> [Description of the task] Say how many lines in the following entries include "below", and add nothing else.
-------
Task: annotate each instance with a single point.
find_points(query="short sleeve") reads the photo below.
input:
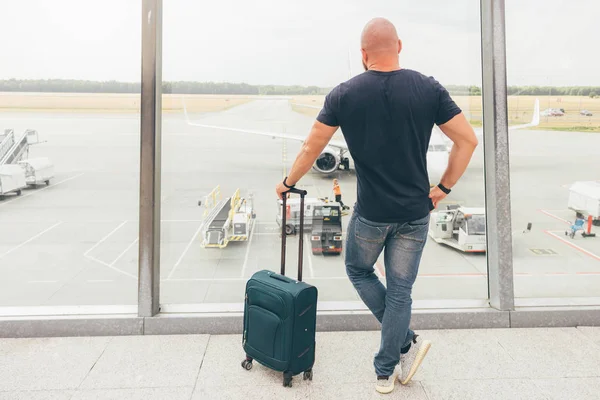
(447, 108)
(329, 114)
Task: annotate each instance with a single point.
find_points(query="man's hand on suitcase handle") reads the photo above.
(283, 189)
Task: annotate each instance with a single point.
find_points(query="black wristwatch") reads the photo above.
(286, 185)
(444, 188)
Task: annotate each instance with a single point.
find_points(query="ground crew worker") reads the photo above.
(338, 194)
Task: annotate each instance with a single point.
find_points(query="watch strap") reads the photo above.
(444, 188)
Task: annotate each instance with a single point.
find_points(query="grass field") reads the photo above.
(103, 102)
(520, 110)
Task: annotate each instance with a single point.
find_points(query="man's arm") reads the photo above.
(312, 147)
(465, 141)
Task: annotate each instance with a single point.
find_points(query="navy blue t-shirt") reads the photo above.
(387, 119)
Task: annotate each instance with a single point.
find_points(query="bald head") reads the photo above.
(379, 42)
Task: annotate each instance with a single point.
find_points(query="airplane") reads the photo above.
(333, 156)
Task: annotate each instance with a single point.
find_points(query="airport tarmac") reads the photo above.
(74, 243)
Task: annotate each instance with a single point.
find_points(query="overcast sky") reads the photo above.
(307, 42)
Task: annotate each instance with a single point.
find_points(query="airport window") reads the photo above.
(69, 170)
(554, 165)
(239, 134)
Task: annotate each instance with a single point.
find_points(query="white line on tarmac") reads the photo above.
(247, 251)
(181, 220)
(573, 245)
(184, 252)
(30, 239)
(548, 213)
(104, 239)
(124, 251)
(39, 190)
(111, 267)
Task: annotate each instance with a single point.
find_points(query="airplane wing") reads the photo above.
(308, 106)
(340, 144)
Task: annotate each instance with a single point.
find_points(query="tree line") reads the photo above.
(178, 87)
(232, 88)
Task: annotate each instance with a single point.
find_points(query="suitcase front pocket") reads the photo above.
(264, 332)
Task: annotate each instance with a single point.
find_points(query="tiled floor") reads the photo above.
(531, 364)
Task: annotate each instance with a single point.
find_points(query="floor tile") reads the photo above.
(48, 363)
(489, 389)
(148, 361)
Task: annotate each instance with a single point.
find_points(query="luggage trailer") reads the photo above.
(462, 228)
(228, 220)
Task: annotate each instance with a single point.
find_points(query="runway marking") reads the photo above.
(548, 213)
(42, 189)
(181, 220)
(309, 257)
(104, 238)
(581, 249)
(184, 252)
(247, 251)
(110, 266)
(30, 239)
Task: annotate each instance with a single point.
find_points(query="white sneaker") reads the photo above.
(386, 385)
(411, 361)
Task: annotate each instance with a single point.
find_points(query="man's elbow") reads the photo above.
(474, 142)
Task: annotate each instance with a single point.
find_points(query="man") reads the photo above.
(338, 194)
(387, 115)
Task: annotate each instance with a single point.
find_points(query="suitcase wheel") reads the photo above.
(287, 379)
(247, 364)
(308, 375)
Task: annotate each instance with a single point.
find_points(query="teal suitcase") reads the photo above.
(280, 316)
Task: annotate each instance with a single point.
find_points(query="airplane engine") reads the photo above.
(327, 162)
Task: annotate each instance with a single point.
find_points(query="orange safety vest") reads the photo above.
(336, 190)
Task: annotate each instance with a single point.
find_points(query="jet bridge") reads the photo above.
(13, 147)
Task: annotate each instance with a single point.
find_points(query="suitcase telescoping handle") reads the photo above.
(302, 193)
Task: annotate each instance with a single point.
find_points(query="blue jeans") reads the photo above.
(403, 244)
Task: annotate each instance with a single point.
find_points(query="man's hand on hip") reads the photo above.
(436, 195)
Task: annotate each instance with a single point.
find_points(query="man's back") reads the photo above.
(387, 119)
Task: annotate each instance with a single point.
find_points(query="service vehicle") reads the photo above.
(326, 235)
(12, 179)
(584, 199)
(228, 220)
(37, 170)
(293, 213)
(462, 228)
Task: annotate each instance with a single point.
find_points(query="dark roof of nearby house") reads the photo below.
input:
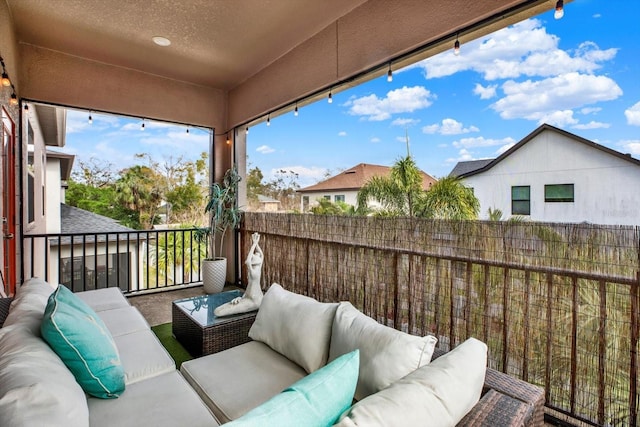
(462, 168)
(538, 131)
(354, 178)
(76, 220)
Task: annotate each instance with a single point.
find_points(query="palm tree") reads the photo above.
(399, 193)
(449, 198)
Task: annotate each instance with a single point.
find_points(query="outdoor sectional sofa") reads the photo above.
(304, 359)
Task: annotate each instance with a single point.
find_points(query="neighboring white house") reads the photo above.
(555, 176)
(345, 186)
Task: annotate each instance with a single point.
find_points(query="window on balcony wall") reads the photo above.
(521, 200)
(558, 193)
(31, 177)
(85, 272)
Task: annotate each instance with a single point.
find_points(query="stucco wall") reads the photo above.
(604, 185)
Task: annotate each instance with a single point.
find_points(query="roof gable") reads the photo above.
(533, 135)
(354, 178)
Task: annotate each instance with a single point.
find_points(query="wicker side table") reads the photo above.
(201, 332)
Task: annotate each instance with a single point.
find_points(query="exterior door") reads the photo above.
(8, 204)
-------
> [Response area] 2